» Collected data
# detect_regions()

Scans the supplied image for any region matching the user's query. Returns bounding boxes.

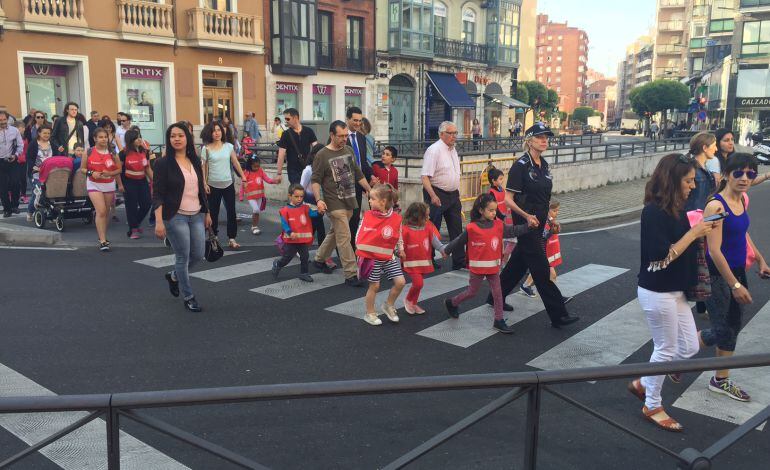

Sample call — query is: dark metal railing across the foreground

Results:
[0,354,770,470]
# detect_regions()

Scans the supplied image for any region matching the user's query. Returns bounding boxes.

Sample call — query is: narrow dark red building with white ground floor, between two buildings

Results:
[264,0,380,138]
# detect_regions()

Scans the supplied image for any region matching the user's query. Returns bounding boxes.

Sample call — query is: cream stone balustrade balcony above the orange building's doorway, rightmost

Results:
[187,8,264,52]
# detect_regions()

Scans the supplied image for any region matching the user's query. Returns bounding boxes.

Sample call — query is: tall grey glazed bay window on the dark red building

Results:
[271,0,317,72]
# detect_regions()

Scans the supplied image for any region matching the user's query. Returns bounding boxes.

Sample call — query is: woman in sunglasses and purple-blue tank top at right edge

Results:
[699,153,770,401]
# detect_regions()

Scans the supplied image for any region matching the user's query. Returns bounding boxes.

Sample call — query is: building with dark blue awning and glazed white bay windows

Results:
[373,0,535,140]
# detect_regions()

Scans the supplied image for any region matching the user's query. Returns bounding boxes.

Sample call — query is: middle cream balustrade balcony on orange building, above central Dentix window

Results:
[117,0,174,38]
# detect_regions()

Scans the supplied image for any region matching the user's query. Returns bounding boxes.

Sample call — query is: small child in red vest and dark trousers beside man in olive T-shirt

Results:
[271,184,318,282]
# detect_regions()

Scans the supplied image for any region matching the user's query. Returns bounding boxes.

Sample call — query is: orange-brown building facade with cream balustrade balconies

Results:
[0,0,265,144]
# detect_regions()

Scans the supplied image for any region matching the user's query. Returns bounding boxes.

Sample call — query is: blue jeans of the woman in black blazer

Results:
[166,213,206,300]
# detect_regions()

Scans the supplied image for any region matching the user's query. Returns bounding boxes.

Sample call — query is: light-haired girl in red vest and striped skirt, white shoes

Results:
[356,184,406,326]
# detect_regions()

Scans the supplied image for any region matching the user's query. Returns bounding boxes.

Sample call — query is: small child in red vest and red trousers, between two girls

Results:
[401,202,443,315]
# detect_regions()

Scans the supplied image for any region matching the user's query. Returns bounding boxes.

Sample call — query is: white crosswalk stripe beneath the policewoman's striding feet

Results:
[417,264,628,348]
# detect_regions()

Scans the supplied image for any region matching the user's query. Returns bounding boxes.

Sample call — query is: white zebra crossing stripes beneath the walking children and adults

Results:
[135,252,770,434]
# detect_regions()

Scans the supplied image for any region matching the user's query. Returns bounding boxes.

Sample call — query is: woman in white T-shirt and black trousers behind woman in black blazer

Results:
[201,121,244,249]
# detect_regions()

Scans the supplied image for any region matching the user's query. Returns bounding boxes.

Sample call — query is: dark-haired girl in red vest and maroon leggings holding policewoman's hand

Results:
[444,193,529,333]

» Problem description
From the entries above, collect every line with the string "beneath" in it.

» Solution to this task
Sample call — query is: white crosswalk stripe beneath the policewoman's striding feet
Sample call — query is: white zebra crossing stripes beneath the walking children and adults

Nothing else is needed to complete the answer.